Task statement:
Lay out everything from the line containing "If you could tag the illuminated" down to the end of the records as a two-column CSV with the headers text and answer. Give one row per record, put each value in a single quoted field, and replace line breaks with spaces.

[Point labeling records]
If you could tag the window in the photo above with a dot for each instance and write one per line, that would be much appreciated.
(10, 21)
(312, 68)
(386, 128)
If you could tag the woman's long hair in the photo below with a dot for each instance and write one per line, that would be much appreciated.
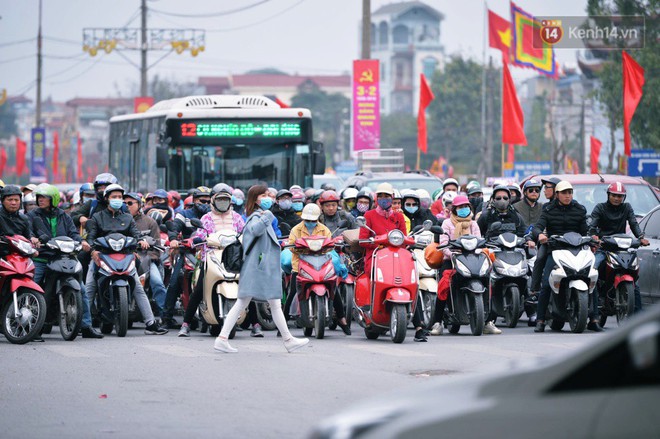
(253, 193)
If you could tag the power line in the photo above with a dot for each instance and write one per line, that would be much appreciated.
(258, 22)
(214, 14)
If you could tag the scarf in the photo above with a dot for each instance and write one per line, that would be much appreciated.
(462, 225)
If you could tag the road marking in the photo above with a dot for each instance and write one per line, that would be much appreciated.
(72, 351)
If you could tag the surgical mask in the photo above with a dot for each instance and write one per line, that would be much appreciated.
(385, 203)
(463, 212)
(222, 204)
(116, 204)
(501, 204)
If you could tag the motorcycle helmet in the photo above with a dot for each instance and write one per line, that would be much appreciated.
(50, 191)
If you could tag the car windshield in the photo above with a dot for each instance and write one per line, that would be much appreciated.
(430, 185)
(640, 196)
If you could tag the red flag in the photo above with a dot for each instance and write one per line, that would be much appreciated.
(21, 149)
(595, 153)
(56, 153)
(513, 120)
(79, 175)
(425, 98)
(499, 33)
(633, 81)
(3, 160)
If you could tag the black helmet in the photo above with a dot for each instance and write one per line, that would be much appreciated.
(11, 189)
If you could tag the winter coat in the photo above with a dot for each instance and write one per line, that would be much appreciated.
(607, 219)
(261, 275)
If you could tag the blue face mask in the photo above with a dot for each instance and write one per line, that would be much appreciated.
(463, 212)
(385, 203)
(116, 204)
(266, 203)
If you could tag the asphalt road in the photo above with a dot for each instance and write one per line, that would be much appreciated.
(164, 386)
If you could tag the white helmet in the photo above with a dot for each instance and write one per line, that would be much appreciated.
(311, 212)
(112, 188)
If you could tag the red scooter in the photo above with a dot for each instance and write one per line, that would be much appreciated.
(317, 282)
(385, 300)
(22, 300)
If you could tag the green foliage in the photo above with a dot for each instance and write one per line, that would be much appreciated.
(330, 113)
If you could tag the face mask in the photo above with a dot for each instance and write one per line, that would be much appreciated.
(463, 212)
(116, 204)
(385, 203)
(285, 204)
(222, 204)
(500, 204)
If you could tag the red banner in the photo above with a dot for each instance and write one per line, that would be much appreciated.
(366, 104)
(142, 104)
(595, 154)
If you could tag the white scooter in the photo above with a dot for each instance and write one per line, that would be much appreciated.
(572, 280)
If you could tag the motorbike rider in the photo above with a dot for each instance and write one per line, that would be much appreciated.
(201, 206)
(562, 215)
(529, 207)
(460, 223)
(610, 218)
(221, 217)
(283, 211)
(114, 220)
(383, 220)
(149, 227)
(310, 226)
(331, 216)
(413, 210)
(49, 221)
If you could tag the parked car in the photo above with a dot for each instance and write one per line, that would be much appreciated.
(649, 259)
(609, 389)
(400, 180)
(591, 189)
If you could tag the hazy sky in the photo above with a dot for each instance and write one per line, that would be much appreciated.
(298, 36)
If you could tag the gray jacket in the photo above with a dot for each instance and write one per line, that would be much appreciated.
(261, 275)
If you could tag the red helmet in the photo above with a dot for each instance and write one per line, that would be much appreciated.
(328, 196)
(616, 188)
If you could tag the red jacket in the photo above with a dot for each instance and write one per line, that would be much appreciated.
(381, 226)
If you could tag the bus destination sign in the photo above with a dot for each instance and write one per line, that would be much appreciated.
(242, 130)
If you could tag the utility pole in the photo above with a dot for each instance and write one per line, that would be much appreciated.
(143, 50)
(366, 29)
(37, 122)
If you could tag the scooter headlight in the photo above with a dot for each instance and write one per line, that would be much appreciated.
(395, 237)
(462, 269)
(116, 244)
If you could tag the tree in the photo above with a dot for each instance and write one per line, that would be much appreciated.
(644, 129)
(330, 115)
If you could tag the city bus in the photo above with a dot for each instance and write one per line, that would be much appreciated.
(179, 144)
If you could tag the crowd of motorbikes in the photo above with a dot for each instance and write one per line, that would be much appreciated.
(490, 276)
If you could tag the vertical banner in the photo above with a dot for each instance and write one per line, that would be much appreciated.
(142, 104)
(366, 104)
(38, 164)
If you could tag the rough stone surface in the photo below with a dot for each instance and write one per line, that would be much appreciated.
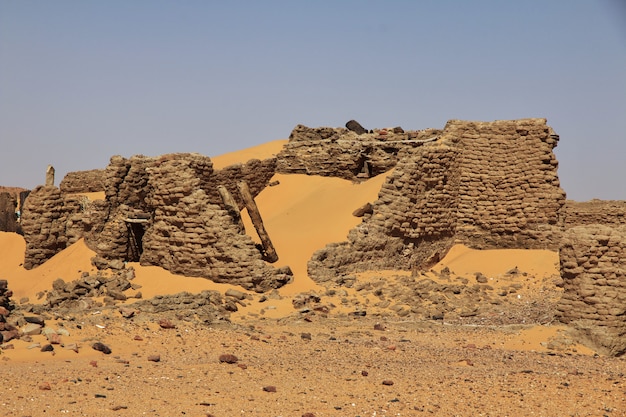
(593, 268)
(8, 216)
(606, 212)
(43, 219)
(339, 152)
(163, 211)
(83, 181)
(488, 185)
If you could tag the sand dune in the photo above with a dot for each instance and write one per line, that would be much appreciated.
(302, 214)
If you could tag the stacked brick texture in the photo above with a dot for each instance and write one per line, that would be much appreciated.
(488, 185)
(185, 228)
(606, 212)
(593, 268)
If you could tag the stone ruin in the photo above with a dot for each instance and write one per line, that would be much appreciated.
(484, 184)
(90, 181)
(488, 185)
(593, 268)
(165, 211)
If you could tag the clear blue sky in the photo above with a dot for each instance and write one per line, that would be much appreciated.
(81, 81)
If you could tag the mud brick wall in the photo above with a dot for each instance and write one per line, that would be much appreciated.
(593, 268)
(486, 184)
(8, 216)
(339, 152)
(509, 194)
(185, 229)
(191, 236)
(83, 182)
(44, 217)
(607, 212)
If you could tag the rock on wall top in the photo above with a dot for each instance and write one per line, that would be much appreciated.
(342, 153)
(486, 184)
(83, 181)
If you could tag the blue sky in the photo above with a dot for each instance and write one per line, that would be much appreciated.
(81, 81)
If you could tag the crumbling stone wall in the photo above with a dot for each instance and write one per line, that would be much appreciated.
(509, 194)
(593, 268)
(163, 211)
(488, 185)
(8, 216)
(43, 222)
(83, 182)
(339, 152)
(606, 212)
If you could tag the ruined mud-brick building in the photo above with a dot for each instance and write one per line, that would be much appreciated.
(163, 211)
(488, 185)
(593, 268)
(484, 184)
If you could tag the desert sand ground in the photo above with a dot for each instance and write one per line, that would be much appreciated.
(322, 363)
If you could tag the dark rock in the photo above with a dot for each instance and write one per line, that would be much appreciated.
(228, 358)
(101, 347)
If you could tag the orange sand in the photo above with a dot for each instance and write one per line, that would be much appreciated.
(301, 214)
(263, 151)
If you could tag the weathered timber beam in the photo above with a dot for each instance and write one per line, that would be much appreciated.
(270, 254)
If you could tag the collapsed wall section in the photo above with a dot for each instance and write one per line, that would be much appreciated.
(83, 181)
(488, 185)
(593, 268)
(342, 153)
(606, 212)
(163, 211)
(415, 209)
(509, 194)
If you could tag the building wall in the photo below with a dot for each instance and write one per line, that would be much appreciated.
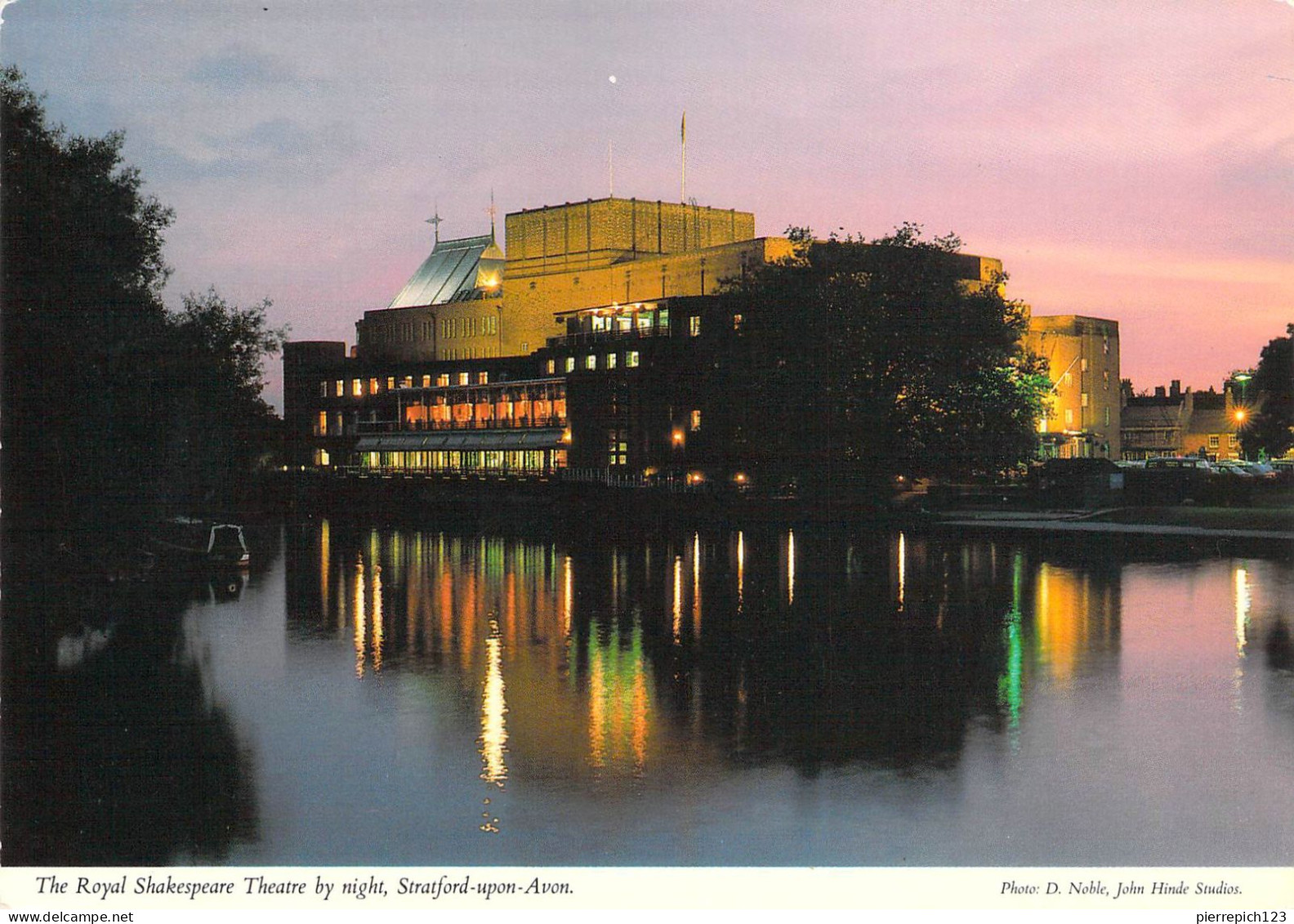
(1083, 364)
(532, 301)
(600, 232)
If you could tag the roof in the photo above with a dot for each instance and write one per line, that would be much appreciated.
(454, 270)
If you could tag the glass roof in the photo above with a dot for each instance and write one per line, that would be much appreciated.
(454, 270)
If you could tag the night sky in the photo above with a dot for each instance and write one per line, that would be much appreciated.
(1131, 161)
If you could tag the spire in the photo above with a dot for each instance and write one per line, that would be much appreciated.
(435, 221)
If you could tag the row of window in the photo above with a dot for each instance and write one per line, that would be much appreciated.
(591, 363)
(373, 386)
(529, 461)
(1068, 378)
(452, 328)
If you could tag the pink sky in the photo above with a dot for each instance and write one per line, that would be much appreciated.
(1131, 161)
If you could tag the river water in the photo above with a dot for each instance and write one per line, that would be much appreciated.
(417, 695)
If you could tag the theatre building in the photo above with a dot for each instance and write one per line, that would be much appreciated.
(587, 350)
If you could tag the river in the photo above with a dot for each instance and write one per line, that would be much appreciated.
(376, 694)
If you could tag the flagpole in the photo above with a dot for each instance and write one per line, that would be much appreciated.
(682, 133)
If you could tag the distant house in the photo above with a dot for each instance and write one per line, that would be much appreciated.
(1185, 422)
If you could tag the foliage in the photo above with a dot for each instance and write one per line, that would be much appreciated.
(93, 391)
(1272, 427)
(863, 360)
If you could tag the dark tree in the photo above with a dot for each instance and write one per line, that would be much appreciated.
(96, 398)
(221, 427)
(859, 361)
(1271, 430)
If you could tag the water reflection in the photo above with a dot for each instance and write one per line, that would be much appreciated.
(797, 662)
(694, 697)
(115, 751)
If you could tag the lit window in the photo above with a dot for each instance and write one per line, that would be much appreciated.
(618, 445)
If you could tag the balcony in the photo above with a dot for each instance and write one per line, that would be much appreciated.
(365, 427)
(589, 338)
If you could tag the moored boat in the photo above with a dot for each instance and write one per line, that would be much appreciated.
(202, 542)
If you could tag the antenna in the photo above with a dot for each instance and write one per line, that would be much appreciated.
(435, 221)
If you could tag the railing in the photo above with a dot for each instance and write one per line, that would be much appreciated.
(594, 337)
(427, 426)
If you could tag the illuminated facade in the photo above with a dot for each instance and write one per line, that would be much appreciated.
(1178, 421)
(589, 347)
(1082, 413)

Final result:
text,answer
"If you could tag the illuminated facade in the photo above with a dot for each instance and write one per line, that would be much appreciated.","(1178, 421) (589, 347) (1082, 413)"